Credit: Strive Asset Management
Strive’s index funds are nearly identical to those offered by other large asset managers except they don’t represent the interests of activists who believe shareholders’ interest should take a backseat to whatever “values” their ideology dictates. Three months after the launch of its first fund, Strive has accumulated half a billion in assets with all seven of their ETFs becoming available on some of the largest 401k provider platforms in America.
The Strive 500 ETF (STRV) provides a return profile that’s 99.9% correlated to the S&P500 with an expense ratio that’s just 0.0545%. Here’s how that compares to similar ETFs from the Big Three.
Ticker | AUM Billions | Expense Ratio | |
Blackrock | IVV | 295 | 0.03% |
State Street | SPY | 367 | 0.09% |
Vanguard | VOO | 747 | 0.03% |
Strive | STRV | 0.078 | 0.05% |
Strive’s competitively priced anti-ESG ETF will engage with C-suites and boards to start prioritizing excellent over politics. The approach is similar to how activist investors identify value in companies that can be unlocked by taking dramatic actions which won’t happen without external pressure. The company is just getting started with seven ETFs launched and hopefully more to come.
While these investment vehicles offer a way to combat the dangers of ESG policies on shareholder returns, these problems persist in the tech sector where we’re increasingly seeing problems with larger firms adopting divisive policies that erode value over time and decimate productivity.

+---+

Requirement: Rewrite the passage on Strive's ETFs, starting with "The Strive 500" and going on through "the Big Three.", and change "Big Three" to "three largest asset managers". The data after this point is separate material, unrelated to the passage on Strive's ETFs.

+---+

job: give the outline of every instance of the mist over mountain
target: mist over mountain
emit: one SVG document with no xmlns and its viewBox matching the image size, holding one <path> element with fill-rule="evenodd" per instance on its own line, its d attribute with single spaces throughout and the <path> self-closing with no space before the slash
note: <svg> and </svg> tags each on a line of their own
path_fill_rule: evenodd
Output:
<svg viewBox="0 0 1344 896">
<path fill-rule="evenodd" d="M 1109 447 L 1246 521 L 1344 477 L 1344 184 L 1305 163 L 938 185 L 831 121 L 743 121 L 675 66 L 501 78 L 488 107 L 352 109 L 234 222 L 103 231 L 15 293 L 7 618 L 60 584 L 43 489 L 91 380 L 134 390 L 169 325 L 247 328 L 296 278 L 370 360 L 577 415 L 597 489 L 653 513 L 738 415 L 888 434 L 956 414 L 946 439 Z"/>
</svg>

+---+

Task result:
The Strive 500 ETF (STRV) provides a return profile that’s 99.9% correlated to the S&P500 with an expense ratio that’s just 0.0545%. Here’s how that compares to similar ETFs from the three largest asset managers.